## start Material for this task
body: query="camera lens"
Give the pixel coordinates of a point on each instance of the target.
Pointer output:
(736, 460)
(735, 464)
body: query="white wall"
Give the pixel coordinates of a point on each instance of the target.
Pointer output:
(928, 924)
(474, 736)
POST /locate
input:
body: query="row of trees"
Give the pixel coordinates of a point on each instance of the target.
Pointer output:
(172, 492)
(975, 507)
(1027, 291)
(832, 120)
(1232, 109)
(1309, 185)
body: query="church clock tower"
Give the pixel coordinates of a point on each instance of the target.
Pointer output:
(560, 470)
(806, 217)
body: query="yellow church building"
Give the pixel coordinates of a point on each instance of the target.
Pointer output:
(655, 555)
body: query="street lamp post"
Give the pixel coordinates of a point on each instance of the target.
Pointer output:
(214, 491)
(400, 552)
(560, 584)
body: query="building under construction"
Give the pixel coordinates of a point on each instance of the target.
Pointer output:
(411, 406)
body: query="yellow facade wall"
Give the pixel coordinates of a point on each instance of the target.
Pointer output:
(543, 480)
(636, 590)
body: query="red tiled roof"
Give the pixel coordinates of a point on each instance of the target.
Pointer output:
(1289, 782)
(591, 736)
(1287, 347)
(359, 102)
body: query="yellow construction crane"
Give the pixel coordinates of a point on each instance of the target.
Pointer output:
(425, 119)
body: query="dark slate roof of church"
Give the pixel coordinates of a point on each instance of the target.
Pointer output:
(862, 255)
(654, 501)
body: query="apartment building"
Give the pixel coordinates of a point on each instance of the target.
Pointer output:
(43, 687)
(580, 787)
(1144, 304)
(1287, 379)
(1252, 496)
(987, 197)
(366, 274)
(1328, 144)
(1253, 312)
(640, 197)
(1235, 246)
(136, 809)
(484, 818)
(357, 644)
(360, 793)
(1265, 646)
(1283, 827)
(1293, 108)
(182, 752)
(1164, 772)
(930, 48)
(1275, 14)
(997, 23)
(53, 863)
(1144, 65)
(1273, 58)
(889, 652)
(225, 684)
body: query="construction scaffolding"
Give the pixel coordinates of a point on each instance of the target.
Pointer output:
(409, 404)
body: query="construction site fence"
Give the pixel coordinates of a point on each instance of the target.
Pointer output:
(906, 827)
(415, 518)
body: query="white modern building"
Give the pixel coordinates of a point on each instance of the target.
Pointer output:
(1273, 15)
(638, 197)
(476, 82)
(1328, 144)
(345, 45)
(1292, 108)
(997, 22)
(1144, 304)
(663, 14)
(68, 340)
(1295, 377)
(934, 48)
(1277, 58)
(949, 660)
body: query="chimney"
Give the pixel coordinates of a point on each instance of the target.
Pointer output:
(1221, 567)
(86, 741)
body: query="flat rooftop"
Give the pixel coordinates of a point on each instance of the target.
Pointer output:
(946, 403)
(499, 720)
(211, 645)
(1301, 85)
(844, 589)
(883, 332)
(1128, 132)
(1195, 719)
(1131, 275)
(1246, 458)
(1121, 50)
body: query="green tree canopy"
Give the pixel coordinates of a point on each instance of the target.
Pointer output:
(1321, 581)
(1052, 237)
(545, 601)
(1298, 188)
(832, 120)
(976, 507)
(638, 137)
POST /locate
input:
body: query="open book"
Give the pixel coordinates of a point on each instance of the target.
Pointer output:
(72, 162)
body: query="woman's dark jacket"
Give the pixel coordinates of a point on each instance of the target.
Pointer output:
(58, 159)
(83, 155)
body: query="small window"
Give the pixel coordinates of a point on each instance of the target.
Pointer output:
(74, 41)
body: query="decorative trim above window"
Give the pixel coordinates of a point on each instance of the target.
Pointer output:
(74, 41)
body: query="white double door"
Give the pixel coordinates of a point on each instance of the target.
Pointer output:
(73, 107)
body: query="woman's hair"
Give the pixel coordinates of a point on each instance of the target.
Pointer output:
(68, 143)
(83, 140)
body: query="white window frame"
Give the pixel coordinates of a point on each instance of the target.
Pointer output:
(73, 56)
## end Material for this task
--- Requirements ---
Reproduce the data, keeping every line exactly the same.

--- Written answer ---
body: query="camera lens"
Give the pixel coordinates of a point on each instance of the target.
Pointer output:
(736, 460)
(735, 464)
body: query="white wall"
Give the pixel coordinates of a point on each instance of the target.
Pointer output:
(928, 924)
(474, 736)
POST /locate
input:
body: query="row of trees"
Give the pixel coordinates of a point on each instance of the target.
Pointer output:
(172, 492)
(975, 507)
(1027, 291)
(832, 120)
(1232, 109)
(1309, 185)
body: query="church clock tower"
Give the pixel coordinates of a point on each instance of the target.
Pointer output:
(560, 470)
(806, 217)
body: query="yellow church building"
Give the pixel coordinates of a point on each instance of the target.
Pointer output:
(655, 555)
body: query="street lamp post"
Give the pixel coordinates of a point on each instance of the target.
Pointer output:
(214, 491)
(400, 552)
(560, 584)
body: query="building under construction"
Give the pixel coordinates of a point on each instance of the target.
Pointer output:
(411, 406)
body: query="yellow facade wall"
Give the pixel coordinates of a point on each instance of the target.
Pointer output:
(543, 480)
(636, 590)
body: query="red tiled roof"
Give the pixel coordinates of a point on each instance of the target.
Pointer output:
(1289, 782)
(591, 736)
(1287, 347)
(359, 102)
body: query="yellow construction crane"
Give the pixel coordinates of a point on each instance of the target.
Pointer output:
(425, 119)
body: query="dark slate roof of church"
Give the pixel coordinates of a point on each instance of the target.
Pointer output:
(862, 255)
(654, 501)
body: query="apartment building"
Give the pixel coordinates of a point on each instance of the target.
Pointer output:
(43, 687)
(580, 787)
(1144, 304)
(1287, 379)
(1252, 496)
(987, 197)
(366, 274)
(1328, 144)
(1253, 312)
(640, 197)
(1235, 246)
(136, 809)
(484, 818)
(357, 644)
(360, 793)
(1265, 646)
(1283, 827)
(1293, 108)
(182, 752)
(1164, 772)
(930, 48)
(1275, 14)
(997, 23)
(53, 863)
(1144, 65)
(1273, 58)
(889, 652)
(225, 684)
body: query="construction scaffolding"
Give the pixel coordinates of a point on each instance of the target.
Pointer output:
(409, 404)
body: query="construction site fence"
Give the pixel coordinates of a point on each instance of the target.
Pointer output:
(906, 827)
(415, 518)
body: query="white modern building"
Give the pixel coordinates of a point on each instance of the target.
Pointer output:
(1273, 15)
(638, 197)
(476, 82)
(1328, 144)
(345, 45)
(1292, 108)
(997, 22)
(1144, 304)
(663, 14)
(68, 340)
(1295, 377)
(934, 48)
(1277, 58)
(949, 660)
body: query="chimney"
Give the pixel coordinates of a point on each instance of the target.
Pointer output:
(1221, 567)
(86, 741)
body: query="flat rooftop"
Give the pixel coordinates of a point on each instance of the target.
Pointer output:
(946, 403)
(499, 720)
(211, 645)
(1301, 85)
(844, 589)
(883, 332)
(1128, 132)
(1195, 719)
(1131, 275)
(1246, 458)
(1121, 50)
body: query="green tree canopy"
Give the pixel coordinates of a point on each instance of the target.
Pointer output:
(1321, 581)
(1052, 237)
(545, 601)
(1298, 188)
(832, 120)
(976, 507)
(638, 137)
POST /locate
input:
body: query="open book"
Give the pixel coordinates of a point on each instance of the target.
Pointer output:
(72, 162)
body: query="woman's dark jacket"
Give the pixel coordinates of a point on each instance of the target.
Pointer output:
(58, 159)
(83, 155)
body: query="small window"
Give the pixel coordinates of a point on each instance of the target.
Pointer output:
(74, 41)
body: query="decorative trim above window"
Give the pixel coordinates of a point on each instance of the target.
Pointer output:
(74, 41)
body: query="white double door"
Give the pixel coordinates of a point on each instance of the target.
Pointer output:
(73, 107)
body: query="woman's hair"
Give the pixel coordinates of a point on each instance of the target.
Pointer output:
(68, 143)
(83, 140)
body: query="white window frame"
Give the pixel coordinates of a point on each instance of the target.
Pointer output:
(73, 56)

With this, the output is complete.